TASK DETAILS: Pick out each line in the listing below that contains the word "tomato" and copy those lines. Case counts, so match capitalization exactly.
____________
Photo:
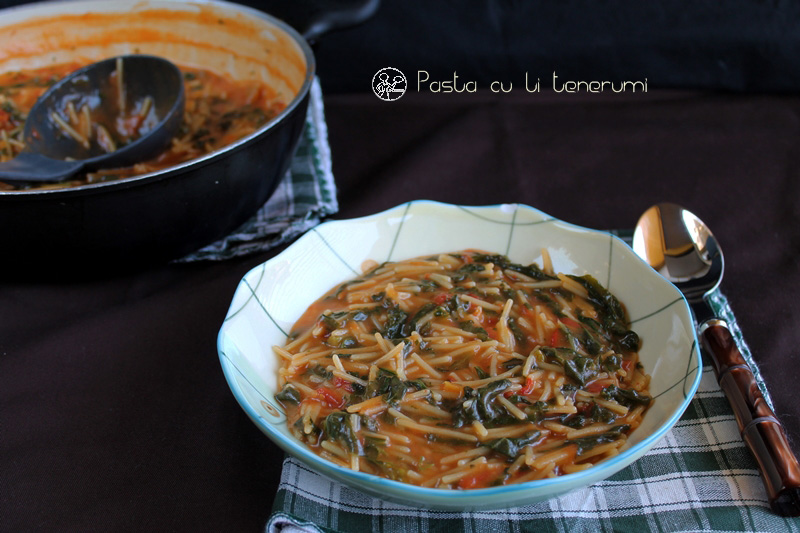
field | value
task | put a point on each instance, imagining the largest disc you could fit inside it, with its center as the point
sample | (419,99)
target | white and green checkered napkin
(699,477)
(303,198)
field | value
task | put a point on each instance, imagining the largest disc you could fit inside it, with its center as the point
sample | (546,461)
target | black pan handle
(315,18)
(331,15)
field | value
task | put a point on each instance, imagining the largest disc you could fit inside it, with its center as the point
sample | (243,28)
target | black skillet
(103,229)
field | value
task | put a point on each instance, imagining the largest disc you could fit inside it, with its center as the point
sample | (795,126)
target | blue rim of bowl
(591,475)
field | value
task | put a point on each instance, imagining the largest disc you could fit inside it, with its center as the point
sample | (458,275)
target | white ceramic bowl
(272,296)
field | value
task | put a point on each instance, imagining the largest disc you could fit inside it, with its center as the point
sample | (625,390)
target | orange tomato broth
(463,371)
(218,111)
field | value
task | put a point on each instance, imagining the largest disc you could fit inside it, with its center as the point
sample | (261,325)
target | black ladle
(52,155)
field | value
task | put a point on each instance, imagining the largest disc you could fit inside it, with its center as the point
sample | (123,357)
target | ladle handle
(761,431)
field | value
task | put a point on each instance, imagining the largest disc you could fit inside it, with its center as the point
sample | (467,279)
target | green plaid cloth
(303,198)
(699,477)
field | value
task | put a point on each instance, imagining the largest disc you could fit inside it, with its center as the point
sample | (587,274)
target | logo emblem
(389,84)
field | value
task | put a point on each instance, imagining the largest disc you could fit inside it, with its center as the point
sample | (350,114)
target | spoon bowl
(681,248)
(129,107)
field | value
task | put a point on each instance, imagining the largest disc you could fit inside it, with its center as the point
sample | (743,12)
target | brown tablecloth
(114,414)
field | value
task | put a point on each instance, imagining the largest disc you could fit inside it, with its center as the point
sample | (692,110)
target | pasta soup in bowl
(505,358)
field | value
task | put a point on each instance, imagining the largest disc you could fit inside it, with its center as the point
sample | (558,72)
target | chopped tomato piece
(530,384)
(441,298)
(343,384)
(627,366)
(572,324)
(595,386)
(557,338)
(330,398)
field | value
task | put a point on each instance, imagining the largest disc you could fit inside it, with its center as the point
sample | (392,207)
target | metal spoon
(52,153)
(680,247)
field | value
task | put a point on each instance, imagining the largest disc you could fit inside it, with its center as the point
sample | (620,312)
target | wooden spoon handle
(761,431)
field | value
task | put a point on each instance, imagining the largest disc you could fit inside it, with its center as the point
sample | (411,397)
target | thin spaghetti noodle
(489,373)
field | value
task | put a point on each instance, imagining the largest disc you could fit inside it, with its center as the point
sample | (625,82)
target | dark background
(736,45)
(114,414)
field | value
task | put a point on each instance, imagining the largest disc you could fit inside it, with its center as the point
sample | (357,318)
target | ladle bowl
(108,89)
(682,248)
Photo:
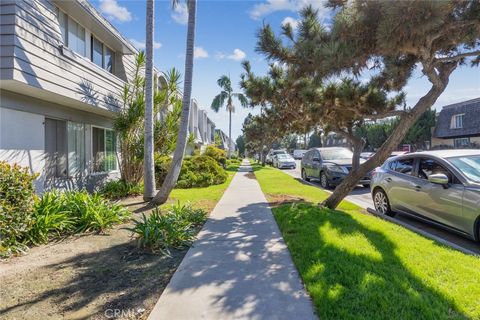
____________
COMPLETE ANSWER:
target | orange tomato broth
target | chopped tomato piece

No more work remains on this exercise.